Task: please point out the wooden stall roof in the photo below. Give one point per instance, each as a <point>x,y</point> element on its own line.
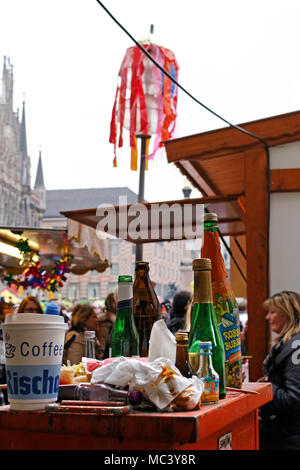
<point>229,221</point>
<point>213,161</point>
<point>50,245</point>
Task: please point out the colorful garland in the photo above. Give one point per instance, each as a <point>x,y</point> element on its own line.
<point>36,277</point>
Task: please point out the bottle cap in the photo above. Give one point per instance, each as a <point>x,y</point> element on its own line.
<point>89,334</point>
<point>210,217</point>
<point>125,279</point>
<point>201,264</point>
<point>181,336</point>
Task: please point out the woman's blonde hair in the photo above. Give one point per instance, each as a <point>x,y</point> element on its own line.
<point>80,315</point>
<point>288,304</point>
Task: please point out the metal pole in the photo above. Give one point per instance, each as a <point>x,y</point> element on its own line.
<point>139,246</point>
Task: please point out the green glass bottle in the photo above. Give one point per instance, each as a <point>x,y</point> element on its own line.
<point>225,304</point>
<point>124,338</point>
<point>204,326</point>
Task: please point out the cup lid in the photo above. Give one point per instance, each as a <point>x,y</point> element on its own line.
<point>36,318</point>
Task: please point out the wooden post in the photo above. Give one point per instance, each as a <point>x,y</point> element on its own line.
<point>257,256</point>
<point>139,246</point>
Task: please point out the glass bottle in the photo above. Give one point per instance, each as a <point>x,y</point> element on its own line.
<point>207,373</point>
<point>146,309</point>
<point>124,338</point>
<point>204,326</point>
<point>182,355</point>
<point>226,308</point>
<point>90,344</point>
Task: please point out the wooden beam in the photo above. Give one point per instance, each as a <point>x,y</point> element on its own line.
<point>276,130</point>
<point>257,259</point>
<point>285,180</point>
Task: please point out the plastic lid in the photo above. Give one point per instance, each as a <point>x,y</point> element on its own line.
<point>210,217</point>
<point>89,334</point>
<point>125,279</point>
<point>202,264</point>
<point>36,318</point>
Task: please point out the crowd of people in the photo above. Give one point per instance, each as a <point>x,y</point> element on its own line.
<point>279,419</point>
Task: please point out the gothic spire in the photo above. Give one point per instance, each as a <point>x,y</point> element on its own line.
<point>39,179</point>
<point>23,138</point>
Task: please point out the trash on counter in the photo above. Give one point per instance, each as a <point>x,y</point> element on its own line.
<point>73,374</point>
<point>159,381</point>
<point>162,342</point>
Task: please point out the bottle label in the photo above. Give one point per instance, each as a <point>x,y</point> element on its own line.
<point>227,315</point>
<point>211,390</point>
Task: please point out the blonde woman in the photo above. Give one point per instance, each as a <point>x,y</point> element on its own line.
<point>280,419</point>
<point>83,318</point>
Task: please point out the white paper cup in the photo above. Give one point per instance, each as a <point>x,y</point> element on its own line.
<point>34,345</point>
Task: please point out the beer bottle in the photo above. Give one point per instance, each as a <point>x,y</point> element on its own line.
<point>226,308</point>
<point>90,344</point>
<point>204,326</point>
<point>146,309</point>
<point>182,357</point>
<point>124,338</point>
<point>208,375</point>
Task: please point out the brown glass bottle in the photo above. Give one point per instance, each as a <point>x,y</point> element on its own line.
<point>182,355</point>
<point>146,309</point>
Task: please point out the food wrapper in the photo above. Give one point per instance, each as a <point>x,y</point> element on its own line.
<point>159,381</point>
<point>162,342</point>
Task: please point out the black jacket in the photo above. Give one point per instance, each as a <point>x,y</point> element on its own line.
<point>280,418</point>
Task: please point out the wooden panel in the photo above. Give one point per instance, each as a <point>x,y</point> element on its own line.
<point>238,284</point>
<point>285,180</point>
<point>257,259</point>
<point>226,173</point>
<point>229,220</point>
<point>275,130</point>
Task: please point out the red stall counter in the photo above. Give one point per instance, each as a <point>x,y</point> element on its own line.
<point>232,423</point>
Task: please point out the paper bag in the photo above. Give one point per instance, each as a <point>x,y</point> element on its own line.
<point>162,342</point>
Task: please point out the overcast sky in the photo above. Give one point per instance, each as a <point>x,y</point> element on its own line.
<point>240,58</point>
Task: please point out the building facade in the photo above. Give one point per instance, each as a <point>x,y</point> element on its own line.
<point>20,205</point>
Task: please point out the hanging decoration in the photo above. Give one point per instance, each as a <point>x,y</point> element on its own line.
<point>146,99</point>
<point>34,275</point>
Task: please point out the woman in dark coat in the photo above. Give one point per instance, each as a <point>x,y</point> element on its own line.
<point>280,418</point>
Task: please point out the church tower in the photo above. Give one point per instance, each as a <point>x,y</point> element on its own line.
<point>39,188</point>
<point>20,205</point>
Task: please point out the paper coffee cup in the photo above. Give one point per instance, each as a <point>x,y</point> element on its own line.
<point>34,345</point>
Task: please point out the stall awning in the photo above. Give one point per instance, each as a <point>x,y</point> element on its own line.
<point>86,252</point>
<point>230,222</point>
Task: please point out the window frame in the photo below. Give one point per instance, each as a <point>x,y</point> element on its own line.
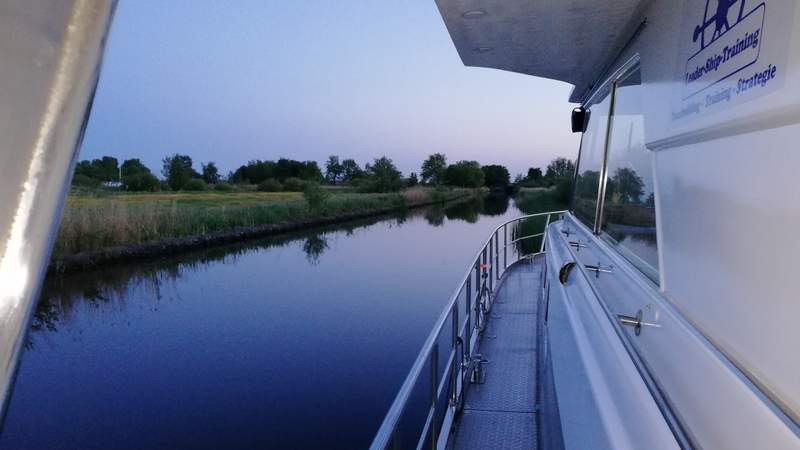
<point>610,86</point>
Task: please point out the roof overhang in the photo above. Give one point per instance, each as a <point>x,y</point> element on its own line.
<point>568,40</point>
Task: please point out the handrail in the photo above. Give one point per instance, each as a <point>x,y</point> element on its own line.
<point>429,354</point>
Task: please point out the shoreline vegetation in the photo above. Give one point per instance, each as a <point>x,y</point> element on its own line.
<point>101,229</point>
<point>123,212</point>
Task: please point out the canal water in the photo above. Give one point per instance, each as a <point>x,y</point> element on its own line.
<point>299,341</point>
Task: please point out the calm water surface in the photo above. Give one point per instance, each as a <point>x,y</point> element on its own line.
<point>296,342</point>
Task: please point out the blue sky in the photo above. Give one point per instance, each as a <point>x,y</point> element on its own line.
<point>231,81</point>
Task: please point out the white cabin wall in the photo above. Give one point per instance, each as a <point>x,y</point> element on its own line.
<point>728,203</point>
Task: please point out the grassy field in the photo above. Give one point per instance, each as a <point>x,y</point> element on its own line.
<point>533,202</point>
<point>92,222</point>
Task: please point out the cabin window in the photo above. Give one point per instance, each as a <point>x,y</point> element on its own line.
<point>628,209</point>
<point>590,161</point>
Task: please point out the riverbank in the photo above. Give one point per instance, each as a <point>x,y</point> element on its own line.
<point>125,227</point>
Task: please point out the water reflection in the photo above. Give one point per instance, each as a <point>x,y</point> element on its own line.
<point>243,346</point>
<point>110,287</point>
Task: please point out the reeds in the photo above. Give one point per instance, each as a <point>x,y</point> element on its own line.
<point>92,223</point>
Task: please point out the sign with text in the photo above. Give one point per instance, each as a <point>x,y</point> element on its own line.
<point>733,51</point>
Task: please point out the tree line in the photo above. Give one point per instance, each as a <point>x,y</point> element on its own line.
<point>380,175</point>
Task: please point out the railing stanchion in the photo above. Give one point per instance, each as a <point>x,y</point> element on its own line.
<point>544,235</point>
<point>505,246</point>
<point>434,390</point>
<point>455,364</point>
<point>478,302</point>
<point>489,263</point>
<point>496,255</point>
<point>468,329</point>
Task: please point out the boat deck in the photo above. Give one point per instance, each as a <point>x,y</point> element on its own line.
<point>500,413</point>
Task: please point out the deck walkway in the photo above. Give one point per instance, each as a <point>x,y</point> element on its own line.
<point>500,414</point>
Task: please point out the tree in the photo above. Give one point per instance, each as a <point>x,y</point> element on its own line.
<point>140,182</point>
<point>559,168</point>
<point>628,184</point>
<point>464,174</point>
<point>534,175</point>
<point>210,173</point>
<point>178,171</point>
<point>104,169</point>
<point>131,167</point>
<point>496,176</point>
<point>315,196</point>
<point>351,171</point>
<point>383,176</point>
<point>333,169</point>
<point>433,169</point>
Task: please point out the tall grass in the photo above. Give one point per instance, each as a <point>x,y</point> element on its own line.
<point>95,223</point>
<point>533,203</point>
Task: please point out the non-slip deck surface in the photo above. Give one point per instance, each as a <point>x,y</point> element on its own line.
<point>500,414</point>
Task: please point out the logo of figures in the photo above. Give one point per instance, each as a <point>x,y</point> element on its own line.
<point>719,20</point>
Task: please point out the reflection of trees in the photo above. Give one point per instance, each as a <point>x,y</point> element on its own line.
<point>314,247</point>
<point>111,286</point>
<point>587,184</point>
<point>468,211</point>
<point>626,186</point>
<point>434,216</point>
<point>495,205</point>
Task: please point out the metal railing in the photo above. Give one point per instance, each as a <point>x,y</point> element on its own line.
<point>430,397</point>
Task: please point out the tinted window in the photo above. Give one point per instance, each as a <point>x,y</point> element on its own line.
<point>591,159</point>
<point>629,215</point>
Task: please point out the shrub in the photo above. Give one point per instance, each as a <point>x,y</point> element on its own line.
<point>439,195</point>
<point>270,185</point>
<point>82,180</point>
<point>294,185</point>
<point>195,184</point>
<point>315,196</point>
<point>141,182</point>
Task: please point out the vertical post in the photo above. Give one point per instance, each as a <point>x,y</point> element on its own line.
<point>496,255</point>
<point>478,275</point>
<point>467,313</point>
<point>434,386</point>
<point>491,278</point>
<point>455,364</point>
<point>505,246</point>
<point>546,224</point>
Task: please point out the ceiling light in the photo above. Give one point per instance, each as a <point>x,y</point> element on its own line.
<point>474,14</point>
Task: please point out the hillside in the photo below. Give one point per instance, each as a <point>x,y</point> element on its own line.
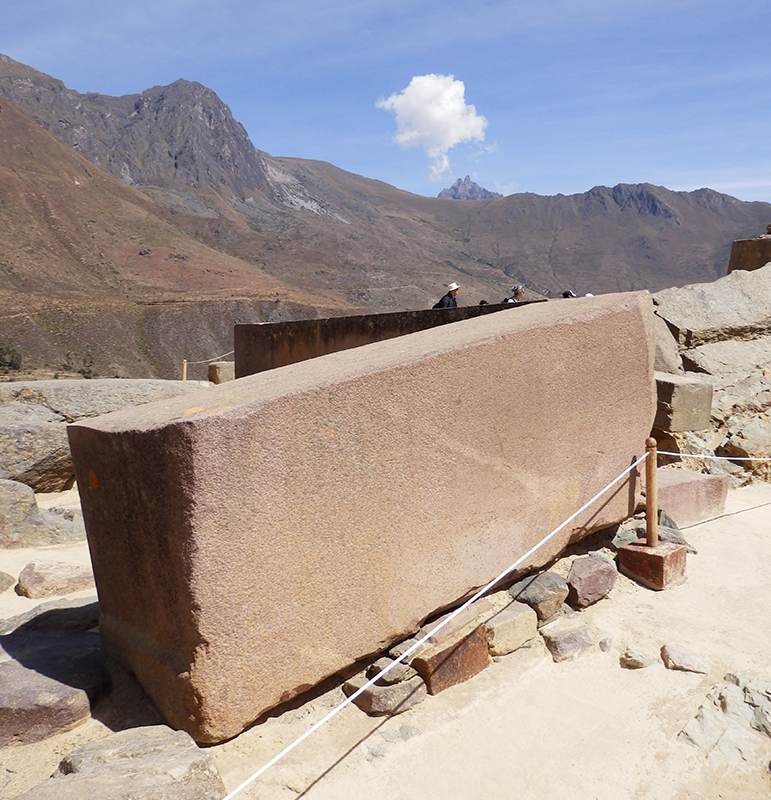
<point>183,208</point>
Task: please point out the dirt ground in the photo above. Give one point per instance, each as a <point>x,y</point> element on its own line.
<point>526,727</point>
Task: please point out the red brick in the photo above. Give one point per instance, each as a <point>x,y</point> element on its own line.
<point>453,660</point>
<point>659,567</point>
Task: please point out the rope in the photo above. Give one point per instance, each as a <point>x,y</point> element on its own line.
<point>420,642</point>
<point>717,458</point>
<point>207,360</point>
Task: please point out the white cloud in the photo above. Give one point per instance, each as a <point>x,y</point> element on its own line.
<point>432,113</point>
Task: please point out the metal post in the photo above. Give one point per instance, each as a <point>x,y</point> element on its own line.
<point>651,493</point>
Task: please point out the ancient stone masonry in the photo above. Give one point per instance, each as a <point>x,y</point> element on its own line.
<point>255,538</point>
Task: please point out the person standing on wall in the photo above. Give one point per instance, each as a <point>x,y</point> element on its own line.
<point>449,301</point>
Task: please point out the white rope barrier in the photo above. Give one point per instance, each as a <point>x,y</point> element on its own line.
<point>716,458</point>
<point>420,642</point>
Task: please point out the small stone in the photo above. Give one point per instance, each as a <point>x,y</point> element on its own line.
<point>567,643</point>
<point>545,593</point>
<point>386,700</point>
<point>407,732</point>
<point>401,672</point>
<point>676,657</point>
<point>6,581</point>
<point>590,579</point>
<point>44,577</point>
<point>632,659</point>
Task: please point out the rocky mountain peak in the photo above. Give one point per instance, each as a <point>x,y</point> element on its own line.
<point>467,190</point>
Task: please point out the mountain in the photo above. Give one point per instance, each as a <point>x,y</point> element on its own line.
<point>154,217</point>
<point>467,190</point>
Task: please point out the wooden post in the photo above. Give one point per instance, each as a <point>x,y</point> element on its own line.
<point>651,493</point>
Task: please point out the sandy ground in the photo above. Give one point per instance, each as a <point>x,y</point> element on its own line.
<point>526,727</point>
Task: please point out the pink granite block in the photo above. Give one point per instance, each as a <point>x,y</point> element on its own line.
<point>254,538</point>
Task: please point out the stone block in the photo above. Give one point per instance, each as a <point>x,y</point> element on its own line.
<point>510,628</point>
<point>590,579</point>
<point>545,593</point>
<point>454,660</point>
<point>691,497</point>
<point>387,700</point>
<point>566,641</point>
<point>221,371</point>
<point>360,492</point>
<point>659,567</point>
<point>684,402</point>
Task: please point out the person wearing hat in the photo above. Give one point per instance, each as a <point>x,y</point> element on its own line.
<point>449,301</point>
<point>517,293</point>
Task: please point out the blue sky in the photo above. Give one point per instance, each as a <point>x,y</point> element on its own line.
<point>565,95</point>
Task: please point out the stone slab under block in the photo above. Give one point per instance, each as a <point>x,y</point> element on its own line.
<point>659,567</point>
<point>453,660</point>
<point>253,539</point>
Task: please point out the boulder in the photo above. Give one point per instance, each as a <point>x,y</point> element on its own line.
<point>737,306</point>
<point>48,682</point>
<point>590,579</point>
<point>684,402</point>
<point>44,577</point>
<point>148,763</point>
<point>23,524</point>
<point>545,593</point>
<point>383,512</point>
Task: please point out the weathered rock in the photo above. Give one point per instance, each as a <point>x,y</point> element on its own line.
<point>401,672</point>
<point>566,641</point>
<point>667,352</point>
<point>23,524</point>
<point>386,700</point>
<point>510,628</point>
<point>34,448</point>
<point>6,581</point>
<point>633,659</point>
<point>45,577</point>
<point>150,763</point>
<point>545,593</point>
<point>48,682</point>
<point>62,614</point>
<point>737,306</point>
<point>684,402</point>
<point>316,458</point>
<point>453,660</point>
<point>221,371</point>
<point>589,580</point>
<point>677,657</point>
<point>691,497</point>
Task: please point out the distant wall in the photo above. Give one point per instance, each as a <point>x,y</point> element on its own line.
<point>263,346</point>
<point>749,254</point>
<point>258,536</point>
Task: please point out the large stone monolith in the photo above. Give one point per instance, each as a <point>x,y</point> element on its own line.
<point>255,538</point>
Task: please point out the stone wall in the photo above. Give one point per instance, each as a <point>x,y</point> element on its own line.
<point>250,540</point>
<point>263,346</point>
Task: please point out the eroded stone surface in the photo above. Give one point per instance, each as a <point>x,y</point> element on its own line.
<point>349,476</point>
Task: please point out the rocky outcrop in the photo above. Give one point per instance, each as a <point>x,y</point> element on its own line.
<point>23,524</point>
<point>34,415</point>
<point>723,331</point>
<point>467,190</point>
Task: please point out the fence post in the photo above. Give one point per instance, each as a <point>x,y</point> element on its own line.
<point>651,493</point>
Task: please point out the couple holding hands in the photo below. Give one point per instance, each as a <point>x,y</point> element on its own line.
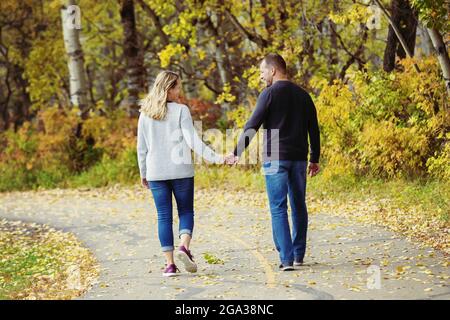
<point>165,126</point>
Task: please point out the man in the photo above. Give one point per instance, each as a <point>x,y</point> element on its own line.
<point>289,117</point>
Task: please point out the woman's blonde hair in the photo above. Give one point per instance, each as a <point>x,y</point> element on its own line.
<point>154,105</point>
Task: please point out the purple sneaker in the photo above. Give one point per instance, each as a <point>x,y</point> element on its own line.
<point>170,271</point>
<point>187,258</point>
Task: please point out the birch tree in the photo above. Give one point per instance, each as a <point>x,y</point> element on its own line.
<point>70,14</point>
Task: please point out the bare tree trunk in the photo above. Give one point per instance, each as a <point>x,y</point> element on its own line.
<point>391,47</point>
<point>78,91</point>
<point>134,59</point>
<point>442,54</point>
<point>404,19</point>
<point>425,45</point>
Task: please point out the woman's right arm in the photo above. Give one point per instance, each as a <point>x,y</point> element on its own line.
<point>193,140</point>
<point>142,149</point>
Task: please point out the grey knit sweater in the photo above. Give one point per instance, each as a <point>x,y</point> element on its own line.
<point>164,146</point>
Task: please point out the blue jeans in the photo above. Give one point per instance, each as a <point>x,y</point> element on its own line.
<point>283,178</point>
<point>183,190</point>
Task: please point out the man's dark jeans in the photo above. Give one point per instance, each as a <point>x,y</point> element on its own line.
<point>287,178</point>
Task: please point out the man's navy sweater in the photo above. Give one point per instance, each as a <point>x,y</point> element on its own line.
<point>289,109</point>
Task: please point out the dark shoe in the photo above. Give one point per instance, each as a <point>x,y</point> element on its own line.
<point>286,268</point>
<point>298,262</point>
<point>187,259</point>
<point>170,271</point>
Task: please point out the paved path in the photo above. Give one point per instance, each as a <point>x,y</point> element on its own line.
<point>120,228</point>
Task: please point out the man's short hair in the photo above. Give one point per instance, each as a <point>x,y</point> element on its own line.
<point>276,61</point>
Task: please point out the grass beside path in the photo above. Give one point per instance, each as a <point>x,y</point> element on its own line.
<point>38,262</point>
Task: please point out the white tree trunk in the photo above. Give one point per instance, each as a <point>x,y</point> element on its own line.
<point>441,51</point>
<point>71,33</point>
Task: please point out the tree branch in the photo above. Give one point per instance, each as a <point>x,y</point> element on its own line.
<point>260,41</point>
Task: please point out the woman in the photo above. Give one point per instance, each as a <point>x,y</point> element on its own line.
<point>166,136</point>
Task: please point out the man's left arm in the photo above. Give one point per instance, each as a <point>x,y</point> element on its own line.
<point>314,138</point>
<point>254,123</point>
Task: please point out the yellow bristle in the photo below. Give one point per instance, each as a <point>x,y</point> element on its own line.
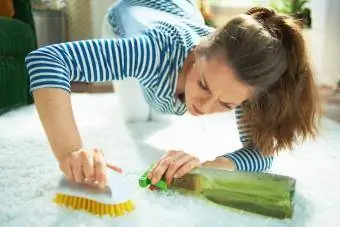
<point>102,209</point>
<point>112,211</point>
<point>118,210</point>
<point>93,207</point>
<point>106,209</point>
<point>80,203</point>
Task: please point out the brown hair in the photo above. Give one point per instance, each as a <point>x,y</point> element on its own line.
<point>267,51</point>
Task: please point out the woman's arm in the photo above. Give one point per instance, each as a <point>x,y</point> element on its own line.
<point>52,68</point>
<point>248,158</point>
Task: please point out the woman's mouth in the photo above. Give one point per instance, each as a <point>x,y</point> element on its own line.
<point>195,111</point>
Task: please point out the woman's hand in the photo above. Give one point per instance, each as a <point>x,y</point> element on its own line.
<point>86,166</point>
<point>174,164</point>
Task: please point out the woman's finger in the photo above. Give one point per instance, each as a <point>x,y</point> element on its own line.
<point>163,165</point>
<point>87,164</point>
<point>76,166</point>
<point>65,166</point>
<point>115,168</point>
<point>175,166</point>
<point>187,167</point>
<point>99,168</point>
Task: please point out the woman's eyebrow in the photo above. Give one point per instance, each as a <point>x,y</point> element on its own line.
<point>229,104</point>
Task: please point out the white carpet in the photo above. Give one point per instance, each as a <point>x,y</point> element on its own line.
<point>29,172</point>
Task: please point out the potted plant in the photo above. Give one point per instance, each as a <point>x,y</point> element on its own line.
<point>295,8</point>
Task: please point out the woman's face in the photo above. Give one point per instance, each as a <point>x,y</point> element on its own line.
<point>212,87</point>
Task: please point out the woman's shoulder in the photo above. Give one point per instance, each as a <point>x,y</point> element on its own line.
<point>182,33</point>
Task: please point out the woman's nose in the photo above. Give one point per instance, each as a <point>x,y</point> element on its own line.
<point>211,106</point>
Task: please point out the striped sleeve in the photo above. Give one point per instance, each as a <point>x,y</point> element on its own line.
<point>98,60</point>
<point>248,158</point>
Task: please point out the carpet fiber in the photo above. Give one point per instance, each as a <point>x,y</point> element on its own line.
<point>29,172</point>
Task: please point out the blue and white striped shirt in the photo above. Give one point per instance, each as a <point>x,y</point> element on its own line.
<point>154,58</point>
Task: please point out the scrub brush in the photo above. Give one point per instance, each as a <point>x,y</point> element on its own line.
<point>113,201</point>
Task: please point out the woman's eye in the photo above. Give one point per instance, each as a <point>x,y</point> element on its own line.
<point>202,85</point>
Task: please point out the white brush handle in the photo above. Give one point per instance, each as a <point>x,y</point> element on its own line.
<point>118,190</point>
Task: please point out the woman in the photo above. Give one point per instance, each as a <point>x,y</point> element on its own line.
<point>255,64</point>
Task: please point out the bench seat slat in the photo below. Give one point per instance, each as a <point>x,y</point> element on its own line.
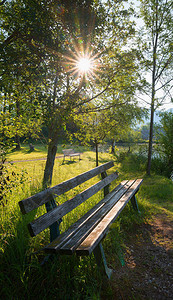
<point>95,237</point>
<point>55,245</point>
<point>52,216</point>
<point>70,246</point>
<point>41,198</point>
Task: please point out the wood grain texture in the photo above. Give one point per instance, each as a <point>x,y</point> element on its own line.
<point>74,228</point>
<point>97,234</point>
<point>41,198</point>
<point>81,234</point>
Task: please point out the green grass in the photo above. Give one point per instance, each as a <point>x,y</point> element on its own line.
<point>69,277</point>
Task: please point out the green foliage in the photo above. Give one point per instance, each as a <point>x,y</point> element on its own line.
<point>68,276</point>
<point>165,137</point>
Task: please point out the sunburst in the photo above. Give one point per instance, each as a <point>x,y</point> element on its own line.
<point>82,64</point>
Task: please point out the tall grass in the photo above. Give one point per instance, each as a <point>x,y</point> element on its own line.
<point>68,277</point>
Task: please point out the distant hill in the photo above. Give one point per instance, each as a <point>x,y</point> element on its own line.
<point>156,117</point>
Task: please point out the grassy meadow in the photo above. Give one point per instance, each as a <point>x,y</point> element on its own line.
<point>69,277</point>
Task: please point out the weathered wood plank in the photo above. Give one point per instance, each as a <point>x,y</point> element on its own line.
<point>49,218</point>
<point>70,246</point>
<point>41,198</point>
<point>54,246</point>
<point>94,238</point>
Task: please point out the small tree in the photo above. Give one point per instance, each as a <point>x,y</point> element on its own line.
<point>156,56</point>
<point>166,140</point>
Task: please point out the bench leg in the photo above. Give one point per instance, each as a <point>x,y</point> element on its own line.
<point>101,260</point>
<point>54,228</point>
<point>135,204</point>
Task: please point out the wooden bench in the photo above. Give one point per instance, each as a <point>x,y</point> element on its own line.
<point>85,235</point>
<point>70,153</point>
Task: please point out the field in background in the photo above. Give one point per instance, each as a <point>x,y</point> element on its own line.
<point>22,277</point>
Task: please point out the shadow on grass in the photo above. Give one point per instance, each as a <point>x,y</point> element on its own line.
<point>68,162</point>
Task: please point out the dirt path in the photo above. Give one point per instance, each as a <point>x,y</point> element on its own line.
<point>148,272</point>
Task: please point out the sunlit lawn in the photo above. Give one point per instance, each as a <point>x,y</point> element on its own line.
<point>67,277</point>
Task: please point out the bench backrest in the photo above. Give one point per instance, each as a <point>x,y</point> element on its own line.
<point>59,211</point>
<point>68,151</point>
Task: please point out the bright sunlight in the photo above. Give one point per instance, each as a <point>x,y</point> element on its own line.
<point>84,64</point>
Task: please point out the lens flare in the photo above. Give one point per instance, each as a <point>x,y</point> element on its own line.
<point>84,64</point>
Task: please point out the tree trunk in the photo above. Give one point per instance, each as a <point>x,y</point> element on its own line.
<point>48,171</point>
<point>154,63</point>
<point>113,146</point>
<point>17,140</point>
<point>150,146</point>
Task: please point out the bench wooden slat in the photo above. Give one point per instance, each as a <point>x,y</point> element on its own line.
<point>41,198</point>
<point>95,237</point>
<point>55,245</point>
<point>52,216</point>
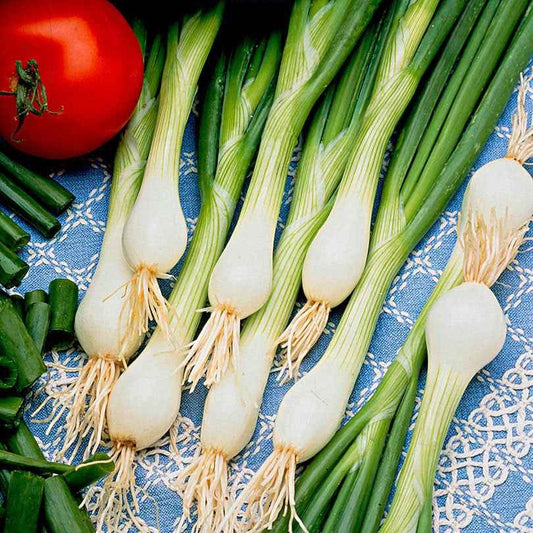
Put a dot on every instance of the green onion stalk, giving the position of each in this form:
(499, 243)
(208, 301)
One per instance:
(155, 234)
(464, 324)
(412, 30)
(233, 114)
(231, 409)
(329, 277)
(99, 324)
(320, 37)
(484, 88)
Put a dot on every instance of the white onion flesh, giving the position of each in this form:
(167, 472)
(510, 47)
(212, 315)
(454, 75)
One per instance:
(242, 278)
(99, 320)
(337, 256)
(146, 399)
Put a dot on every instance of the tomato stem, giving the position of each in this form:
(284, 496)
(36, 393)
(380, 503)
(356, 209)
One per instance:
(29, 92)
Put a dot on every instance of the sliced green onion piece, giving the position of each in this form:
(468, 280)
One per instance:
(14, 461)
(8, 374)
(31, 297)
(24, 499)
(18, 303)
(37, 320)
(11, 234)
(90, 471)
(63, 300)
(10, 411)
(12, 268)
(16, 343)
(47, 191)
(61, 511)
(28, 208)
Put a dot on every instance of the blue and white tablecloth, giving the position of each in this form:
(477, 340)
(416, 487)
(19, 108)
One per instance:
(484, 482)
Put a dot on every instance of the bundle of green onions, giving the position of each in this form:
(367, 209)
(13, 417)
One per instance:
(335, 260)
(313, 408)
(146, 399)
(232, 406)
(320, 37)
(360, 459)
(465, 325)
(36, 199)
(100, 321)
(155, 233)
--
• [Problem description]
Pull every line containing the word "this" out of the entries above.

• [Result of the task]
Put a dot on every instance of the green onion stalk, giving the position of each in this form:
Put a dot on every instance of the white onion flesh, giving the position of each in this form:
Put a dot on every instance of the tomato stem, giving the position of each in this form:
Put a dot on every instance of the sliced green onion piece, giving the position of each in this form:
Put a dot on every instance of the blue and white tablecloth, giving the position of each in this form:
Put a dot on every instance of the bundle of green onions, giving the position of each in this form:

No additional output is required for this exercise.